Passage given ->
start

Norconex / crawlers

Norconex Crawlers (or spiders) are flexible web and filesystem crawlers for collecting, parsing, and manipulating data from the web or filesystem to various data repositories such as search engines.
https://opensource.norconex.com/crawlers
Apache License 2.0
183 stars 68 forks source link

CsvSplitter and complex CSV input #177

Closed jetnet closed 8 years ago

jetnet commented 8 years ago

Hi Norconex team,

could you please take a look at the following issue: Input CSV (exported from an excel file):

id;title;text
1;"Epoch & Unix Timestamp Conversion Tools ""Time converter""";"Convert epoch to human readable date and vice versa
Epoch dates for the start and end of the year/month/day
Convert seconds to days, hours and minutes"
2;"Converters - ""Epoch converter; Batch converter""";"What is epoch time?
The Unix epoch (or Unix time or POSIX time or Unix timestamp) is the number of seconds that have elapsed since January 1, 1970 (midnight UTC/GMT),
not counting leap seconds (in ISO 8601: 1970-01-01T00:00:00Z). Literally speaking the epoch is Unix time 0 (midnight 1/1/1970),
but 'epoch' is often used as a synonym for 'Unix time'. Many Unix systems store epoch dates as a signed 32-bit integer,
which might cause problems on January 19, 2038 (known as the Year 2038 problem or Y2038)."

end

Listed entries ->
start

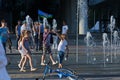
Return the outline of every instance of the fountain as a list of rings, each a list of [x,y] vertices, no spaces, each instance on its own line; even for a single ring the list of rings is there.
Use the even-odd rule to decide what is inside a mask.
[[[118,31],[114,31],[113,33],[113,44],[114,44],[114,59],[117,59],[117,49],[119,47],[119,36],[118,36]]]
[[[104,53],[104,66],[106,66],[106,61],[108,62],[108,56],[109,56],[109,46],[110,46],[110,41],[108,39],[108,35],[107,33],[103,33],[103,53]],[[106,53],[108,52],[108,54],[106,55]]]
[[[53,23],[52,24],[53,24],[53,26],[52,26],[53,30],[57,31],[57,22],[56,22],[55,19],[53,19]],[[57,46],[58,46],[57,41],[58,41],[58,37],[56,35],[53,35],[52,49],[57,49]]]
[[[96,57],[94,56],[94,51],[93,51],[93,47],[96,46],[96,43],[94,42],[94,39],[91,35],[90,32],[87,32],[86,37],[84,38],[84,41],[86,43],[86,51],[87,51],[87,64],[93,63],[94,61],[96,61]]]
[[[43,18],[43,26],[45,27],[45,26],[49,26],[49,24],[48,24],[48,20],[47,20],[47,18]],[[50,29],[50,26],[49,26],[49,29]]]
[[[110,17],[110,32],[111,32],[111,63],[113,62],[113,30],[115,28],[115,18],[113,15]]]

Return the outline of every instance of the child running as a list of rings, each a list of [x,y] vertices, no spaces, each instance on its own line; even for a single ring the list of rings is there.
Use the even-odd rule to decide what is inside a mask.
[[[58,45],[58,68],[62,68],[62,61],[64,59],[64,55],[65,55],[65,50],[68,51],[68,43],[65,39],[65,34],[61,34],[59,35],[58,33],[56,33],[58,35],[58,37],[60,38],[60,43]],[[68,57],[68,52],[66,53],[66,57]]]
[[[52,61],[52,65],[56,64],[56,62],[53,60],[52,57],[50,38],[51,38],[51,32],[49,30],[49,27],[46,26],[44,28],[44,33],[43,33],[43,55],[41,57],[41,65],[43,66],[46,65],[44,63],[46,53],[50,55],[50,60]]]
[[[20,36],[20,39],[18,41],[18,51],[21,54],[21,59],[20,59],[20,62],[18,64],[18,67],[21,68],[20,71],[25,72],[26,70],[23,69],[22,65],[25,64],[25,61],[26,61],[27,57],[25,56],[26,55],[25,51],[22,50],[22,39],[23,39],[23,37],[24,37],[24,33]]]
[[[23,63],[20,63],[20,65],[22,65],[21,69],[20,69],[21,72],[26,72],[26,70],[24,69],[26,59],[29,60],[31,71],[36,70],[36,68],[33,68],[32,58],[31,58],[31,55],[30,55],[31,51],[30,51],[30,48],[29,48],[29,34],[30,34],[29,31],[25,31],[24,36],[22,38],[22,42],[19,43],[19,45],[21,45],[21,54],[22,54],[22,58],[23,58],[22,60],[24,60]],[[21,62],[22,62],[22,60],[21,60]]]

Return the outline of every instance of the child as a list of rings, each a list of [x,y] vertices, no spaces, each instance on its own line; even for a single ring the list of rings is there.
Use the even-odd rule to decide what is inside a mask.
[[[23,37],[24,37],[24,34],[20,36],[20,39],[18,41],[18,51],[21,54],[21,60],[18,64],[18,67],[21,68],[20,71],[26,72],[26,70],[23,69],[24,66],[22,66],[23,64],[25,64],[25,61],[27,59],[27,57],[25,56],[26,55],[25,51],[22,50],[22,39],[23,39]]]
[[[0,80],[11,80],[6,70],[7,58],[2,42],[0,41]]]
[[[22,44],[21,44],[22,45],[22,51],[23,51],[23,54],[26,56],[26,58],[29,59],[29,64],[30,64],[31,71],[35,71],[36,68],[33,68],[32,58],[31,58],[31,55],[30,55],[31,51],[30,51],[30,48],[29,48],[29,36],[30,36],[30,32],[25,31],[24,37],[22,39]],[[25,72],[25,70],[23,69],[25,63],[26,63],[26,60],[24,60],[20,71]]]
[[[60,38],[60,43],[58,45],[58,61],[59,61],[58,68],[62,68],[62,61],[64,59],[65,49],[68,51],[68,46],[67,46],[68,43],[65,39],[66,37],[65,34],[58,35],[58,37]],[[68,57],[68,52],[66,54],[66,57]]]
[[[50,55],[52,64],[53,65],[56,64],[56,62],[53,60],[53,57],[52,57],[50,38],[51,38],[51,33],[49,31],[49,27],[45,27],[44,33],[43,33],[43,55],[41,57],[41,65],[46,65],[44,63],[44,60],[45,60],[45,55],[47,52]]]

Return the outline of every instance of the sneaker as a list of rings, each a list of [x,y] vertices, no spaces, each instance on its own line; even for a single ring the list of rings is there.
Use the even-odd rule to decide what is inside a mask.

end

Requirement 1 -> Check (a), (b) and (c) against the CsvSplitter forum thread. Mark each yes or no and quote the thread's deciding words. (a) The crawlers are released under the MIT License. (b) The input CSV was exported from an Excel file. (c) The issue is still open.
Requirement 2 -> From the CsvSplitter forum thread, retype the text between "Closed jetnet closed" and "is epoch time?", inclusive, with every character unchanged.

Written answer 1 ->
(a) No: "Apache License 2.0"
(b) Yes: "exported from an excel file"
(c) No: "Closed jetnet closed 8 years ago"

Written answer 2 ->
Closed jetnet closed 8 years ago

jetnet commented 8 years ago

Hi Norconex team,

could you please take a look at the following issue: Input CSV (exported from an excel file):

id;title;text
1;"Epoch & Unix Timestamp Conversion Tools ""Time converter""";"Convert epoch to human readable date and vice versa
Epoch dates for the start and end of the year/month/day
Convert seconds to days, hours and minutes"
2;"Converters - ""Epoch converter; Batch converter""";"What is epoch time?